Copy out lines with the word "curtain" from the material that follows.
(Data records Opens)
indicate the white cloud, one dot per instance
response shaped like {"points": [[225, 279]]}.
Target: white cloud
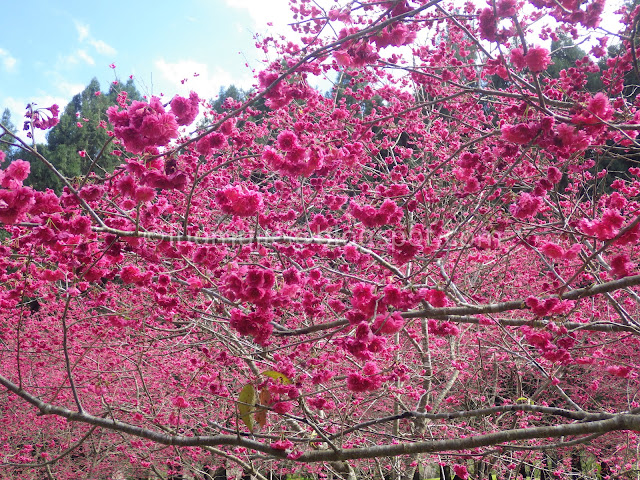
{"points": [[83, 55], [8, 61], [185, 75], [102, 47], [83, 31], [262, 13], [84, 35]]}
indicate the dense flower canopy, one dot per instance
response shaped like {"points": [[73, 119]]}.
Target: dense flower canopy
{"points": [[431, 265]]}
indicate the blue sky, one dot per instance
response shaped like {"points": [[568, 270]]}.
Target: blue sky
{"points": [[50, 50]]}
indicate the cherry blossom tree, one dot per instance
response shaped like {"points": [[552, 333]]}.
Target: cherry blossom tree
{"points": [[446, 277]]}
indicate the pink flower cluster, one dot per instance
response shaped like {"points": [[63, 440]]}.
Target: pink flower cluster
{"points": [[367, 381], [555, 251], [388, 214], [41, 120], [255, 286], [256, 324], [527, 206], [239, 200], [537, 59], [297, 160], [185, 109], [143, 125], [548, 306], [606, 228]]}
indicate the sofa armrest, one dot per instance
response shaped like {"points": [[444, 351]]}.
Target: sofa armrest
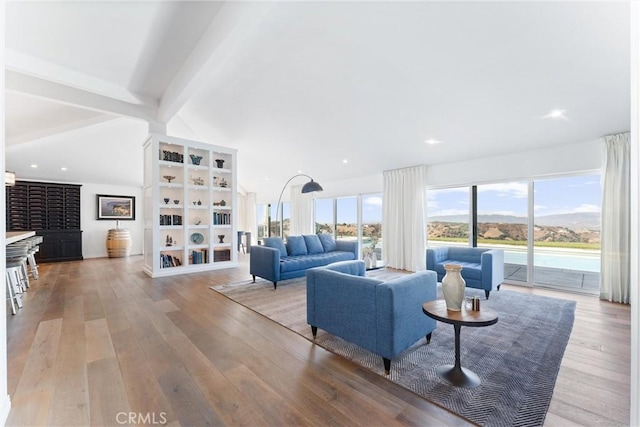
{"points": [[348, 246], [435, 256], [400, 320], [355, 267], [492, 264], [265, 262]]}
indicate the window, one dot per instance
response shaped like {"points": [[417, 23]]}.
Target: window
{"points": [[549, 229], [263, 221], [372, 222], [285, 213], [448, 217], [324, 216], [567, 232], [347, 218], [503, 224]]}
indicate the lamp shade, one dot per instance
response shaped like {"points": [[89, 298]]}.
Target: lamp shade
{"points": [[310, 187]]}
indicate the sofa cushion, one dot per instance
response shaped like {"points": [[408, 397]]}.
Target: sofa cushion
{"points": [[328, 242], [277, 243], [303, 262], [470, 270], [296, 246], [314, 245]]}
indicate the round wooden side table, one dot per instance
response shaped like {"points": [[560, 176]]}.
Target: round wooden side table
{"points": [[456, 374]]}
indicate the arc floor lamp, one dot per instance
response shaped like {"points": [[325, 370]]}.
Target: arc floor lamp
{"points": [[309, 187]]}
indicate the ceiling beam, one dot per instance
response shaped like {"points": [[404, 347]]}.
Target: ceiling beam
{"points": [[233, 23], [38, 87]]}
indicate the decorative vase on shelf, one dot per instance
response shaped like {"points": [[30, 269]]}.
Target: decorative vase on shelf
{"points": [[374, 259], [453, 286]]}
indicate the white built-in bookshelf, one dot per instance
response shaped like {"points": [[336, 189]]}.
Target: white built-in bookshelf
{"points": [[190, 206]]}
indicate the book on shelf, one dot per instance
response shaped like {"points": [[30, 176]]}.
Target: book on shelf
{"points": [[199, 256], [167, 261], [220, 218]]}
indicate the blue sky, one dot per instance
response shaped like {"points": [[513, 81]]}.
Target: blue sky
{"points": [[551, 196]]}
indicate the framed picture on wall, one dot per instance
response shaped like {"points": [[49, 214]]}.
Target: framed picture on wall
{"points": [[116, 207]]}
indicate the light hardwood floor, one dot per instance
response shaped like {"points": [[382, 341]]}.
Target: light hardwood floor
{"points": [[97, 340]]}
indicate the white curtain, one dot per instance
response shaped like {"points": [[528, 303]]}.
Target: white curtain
(Data records Closes)
▶ **Output of the task**
indicate the white curtain, one dot per instance
Target: white curtain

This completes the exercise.